- _WHAT YOU ARE ASKED TO DO_
Line by line, reproduce the records exactly.

- _RECORDED INFORMATION_
------------------------------------------------------------------------
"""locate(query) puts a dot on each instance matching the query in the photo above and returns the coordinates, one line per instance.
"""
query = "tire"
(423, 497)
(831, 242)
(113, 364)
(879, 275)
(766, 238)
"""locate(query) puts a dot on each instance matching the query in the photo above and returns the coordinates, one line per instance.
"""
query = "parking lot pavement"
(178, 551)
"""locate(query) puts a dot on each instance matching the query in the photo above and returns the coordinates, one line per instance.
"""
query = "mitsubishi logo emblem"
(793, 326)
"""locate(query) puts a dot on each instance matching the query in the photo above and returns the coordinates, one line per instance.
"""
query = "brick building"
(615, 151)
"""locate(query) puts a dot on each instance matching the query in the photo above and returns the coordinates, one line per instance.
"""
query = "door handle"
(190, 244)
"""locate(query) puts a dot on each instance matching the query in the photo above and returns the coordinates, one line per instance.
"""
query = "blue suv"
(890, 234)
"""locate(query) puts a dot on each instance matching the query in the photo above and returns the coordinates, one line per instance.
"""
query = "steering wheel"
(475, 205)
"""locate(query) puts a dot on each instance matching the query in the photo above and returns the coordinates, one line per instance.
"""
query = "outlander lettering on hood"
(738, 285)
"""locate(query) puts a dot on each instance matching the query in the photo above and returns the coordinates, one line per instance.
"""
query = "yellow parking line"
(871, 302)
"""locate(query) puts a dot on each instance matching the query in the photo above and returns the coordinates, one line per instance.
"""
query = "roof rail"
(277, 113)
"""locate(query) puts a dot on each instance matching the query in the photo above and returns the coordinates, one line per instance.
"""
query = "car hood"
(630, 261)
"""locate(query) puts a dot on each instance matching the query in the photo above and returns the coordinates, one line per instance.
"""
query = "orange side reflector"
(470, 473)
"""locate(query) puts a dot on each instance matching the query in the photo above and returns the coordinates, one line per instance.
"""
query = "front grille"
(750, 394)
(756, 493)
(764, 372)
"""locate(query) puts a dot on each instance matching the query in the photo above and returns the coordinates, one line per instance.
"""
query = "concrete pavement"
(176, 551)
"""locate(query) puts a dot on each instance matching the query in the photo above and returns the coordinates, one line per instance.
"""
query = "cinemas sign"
------------------------------------------------------------------------
- _EXERCISE OUTPUT_
"""locate(query) puts a dot on each instance matching the query in the photo above and returns the coordinates, one line per instance.
"""
query = "tire"
(423, 497)
(831, 242)
(113, 364)
(879, 275)
(766, 238)
"""locate(query) puts a dot on each instance matching the query in the photo above and returns the coordinates, one line per instance.
"""
query = "parking lot pavement"
(178, 551)
"""locate(query) puts a dot on each instance matching the query in the photo above and returns the coordinates, one line per instance.
"""
query = "mitsubishi logo emblem"
(793, 326)
"""locate(query) puts a dot on each instance matching the query in the photo above and returns the coordinates, one line per instance.
"""
query = "brick building"
(615, 151)
"""locate(query) puts a dot on each instance matching the query in the photo above and returns the coordinates, one line per instance.
"""
query = "door handle"
(190, 244)
"""locate(query) puts a dot on each instance matching the query in the photo above and returns the coordinates, one line per instance.
"""
query = "blue suv"
(890, 234)
"""locate(query) puts a dot on each instance matching the query in the photo above and returns the coordinates, one line per instance.
"""
query = "steering wheel"
(475, 205)
"""locate(query) puts a dot on each instance matching the query in the photo above and returns the coordinates, one line per instance.
"""
query = "outlander lettering on hood"
(738, 285)
"""locate(query) puts a dot on each instance matching the query in the photo above and returns the coordinates, one line per instance.
"""
query = "yellow parking line"
(871, 302)
"""locate(query) puts a dot on each instance matching the query in the photo above and returns the coordinates, one line per instance.
"""
query = "roof rail"
(277, 113)
"""locate(query) puts a dot on each instance matching the query in the photo above and returns the coordinates, one line per instance.
"""
query = "car hood"
(630, 261)
"""locate(query) puts a dot on each instance matching the query in the photo above and returns the coordinates, one line per instance.
"""
query = "orange side reflector"
(470, 473)
"""locate(query) puts a dot on each instance matching the query in the photo above and returns the coordinates, one line per instance.
"""
query = "front grille"
(750, 394)
(756, 493)
(764, 372)
"""locate(query) puts a dot on each instance matching the query in the photo above and returns the coordinates, one line per instance.
"""
query = "concrete pavement"
(176, 551)
"""locate(query) puts a dot on each instance matching the query in the photo above and returns the coordinates, one line per instance.
"""
query = "cinemas sign"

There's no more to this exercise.